_TASK INSTRUCTIONS_:
Reproduce the item lines that begin at the line containing "Please trace the outline of every instance of the dark" and end after the line containing "[[128,74],[128,78],[137,78],[137,60],[136,59],[127,58]]", keeping the request wording unchanged. Scale every coordinate in the answer outlines by 0.4, rounding each result to a whole number with halves rounded up.

___ RECORDS PROVIDED

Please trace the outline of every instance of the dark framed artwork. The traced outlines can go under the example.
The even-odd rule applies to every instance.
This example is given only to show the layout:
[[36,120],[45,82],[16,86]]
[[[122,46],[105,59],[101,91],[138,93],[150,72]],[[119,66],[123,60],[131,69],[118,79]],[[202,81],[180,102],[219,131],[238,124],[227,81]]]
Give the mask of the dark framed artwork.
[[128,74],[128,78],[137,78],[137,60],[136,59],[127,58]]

______
___ RECORDS PROVIDED

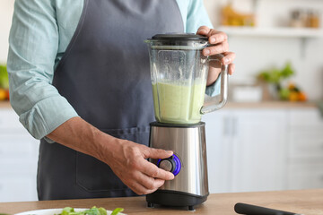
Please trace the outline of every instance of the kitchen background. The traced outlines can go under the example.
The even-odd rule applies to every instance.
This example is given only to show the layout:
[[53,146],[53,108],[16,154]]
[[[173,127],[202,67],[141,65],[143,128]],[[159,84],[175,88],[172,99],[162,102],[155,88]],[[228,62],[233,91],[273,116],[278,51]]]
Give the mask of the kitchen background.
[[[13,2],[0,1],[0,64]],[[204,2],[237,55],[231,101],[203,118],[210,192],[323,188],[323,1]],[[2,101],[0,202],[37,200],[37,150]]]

______
___ RECORDS PROVIDED

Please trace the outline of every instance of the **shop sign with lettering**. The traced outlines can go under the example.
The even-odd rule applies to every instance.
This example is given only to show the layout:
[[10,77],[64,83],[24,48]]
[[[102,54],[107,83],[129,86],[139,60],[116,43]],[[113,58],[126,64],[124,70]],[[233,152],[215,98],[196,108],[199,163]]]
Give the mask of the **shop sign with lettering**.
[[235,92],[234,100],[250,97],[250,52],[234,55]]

______

_REPLY TO THE TASK_:
Please trace the outline of every instance of the dark framed artwork. The traced outlines can go under the example.
The even-odd rule applies to every instance.
This example is given only to show the layout:
[[36,120],[45,82],[16,86]]
[[[122,46],[105,59],[101,91],[138,93],[150,72]],[[119,66],[123,60],[131,69],[118,79]],[[202,81],[180,102],[219,131],[238,124],[227,81]]]
Give the mask of the dark framed artwork.
[[51,30],[51,31],[55,31],[55,24],[54,24],[51,23]]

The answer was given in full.